(Stored data entries)
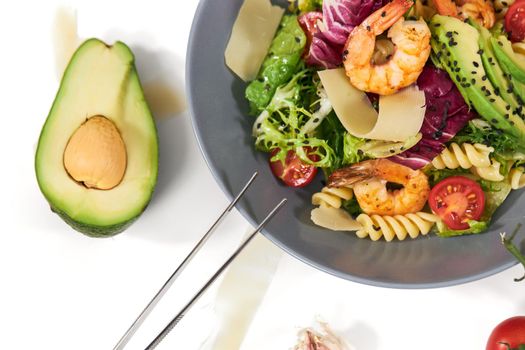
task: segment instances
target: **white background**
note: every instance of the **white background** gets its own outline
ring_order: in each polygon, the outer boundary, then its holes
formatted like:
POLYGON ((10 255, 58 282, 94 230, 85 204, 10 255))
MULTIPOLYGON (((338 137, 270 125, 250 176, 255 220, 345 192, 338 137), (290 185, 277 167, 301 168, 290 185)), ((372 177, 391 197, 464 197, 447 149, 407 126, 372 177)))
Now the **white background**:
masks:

(Task brief): Every line from the one containing "POLYGON ((10 255, 58" through the last line of the entries should be output exactly; nothing else belongs in the reply.

(Result of this exercise):
POLYGON ((10 255, 58 282, 94 230, 85 204, 10 255))
MULTIPOLYGON (((338 137, 270 125, 250 176, 255 220, 345 192, 338 137), (290 185, 277 167, 301 168, 290 185)), ((372 177, 391 197, 464 197, 447 149, 407 126, 372 177)))
Now the **white background**:
masks:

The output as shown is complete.